## STATED TASK
Rewrite the records below, replacing every "pick out" with "locate" and keeping everything else the same. Leave the pictures out of your answer.

:: RECORDS TO USE

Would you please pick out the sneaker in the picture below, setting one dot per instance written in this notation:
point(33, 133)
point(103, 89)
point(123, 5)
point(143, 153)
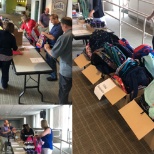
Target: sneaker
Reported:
point(51, 79)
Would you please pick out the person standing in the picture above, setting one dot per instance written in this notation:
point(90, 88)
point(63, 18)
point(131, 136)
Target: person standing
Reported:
point(97, 12)
point(52, 37)
point(148, 18)
point(5, 132)
point(7, 43)
point(47, 138)
point(44, 21)
point(30, 26)
point(63, 49)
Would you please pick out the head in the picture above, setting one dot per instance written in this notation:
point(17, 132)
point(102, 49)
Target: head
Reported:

::::

## RESULT OF THE TASK
Would you please locate the sneaker in the picture below, setting one dot per instance written in this notation:
point(33, 133)
point(103, 89)
point(123, 5)
point(143, 153)
Target: sneaker
Reported:
point(51, 79)
Would you please locate the person standing in the picture above, setting one dot per instance written in this notation:
point(90, 88)
point(63, 18)
point(131, 136)
Target: person standing
Reported:
point(97, 12)
point(52, 37)
point(148, 18)
point(5, 132)
point(7, 43)
point(47, 138)
point(44, 21)
point(30, 26)
point(63, 49)
Would you please locate the head in the picture above, setting one dot per instance written in this notation:
point(17, 132)
point(102, 49)
Target: head
Reported:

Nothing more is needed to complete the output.